Excerpted text:
▽
The anatomic connectivity of the cerebral cortex enables short-range and long-range communication between cortical neurons, and through regenerative feedback, can support spontaneous functional organization of synchronized neuronal firing at different timescales (Buzsaki, 2006; McCormick et al., 2003; Singer, 2013). At the neuronal population level, this spontaneously orchestrated activity generates oscillations of different frequencies, which can be measured noninvasively using MEG or electroencephalography (EEG) (Buzsaki et al., 2012). Resting recordings in healthy humans have revealed that the cortical maps of inter-regional correlations, computed based on amplitude time-courses of the neural oscillations (estimated by source-localized MEG/EEG in the 2–150 Hz frequency range) or BOLD signal fluctuations (assessed by fMRI), show an intriguing spatial correspondence between the signal modalities (Brookes et al., 2011; de Pasquale et al., 2010, de Pasquale et al., 2012; Deligianni et al., 2014; Hipp and Siegel, 2015; Mantini et al., 2007). Additionally, in resting scan studies, a temporal concordance has been observed between transient EEG states of quasi-stable scalp topographies (known as ‘microstates’ and presumed to mark peaks in oscillatory [1–40 Hz] amplitudes in non-identical networks of neural sources) and the BOLD signal changes in the classic functional networks detected by simultaneously acquired fMRI (Britz et al., 2010; Jann et al., 2010; Musso et al., 2010; Yuan et al., 2012). These evident parallels suggest that, albeit the imperfect understanding of the precise relationships between the fMRI and MEG/EEG recordings, the latter might offer a promising complementary tool to study the neurophysiological basis of the DMN synchrony dysfunction in AD.
△
Data provided:
▽
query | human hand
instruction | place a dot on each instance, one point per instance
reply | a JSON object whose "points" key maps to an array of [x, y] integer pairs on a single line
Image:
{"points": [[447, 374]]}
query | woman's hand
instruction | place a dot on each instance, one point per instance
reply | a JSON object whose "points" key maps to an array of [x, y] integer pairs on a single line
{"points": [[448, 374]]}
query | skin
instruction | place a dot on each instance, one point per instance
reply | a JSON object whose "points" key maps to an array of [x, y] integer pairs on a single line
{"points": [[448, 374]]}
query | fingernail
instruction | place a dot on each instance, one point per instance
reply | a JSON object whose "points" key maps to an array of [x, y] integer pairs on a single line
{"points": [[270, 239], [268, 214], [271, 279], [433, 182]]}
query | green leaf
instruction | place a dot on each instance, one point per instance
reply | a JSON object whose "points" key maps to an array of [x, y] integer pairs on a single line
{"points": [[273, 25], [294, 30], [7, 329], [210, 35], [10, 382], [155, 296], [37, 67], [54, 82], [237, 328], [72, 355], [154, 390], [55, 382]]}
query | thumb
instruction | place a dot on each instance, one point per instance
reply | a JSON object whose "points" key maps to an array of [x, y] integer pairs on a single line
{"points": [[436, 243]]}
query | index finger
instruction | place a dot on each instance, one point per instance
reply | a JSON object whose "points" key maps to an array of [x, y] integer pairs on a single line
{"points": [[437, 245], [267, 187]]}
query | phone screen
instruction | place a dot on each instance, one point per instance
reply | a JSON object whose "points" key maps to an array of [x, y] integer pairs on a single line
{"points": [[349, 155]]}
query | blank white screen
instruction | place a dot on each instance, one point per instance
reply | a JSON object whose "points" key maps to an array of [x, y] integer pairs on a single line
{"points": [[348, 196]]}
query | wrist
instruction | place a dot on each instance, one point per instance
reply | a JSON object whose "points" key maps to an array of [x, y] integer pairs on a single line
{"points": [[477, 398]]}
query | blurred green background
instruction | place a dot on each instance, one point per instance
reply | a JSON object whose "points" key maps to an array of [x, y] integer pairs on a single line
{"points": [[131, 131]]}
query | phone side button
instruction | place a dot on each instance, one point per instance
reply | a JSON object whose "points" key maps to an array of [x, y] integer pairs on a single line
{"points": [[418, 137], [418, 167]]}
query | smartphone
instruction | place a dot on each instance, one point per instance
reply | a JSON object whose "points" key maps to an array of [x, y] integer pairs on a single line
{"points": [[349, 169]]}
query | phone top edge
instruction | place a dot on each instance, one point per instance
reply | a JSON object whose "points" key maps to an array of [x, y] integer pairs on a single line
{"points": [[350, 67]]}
△
Work to complete: In the excerpt on cortical oscillations, what frequency range does source-localized MEG/EEG cover when amplitude time-courses are used to compute inter-regional correlations? These lines have no connection to the excerpt on cortical oscillations.

Solved exercise: 2–150 Hz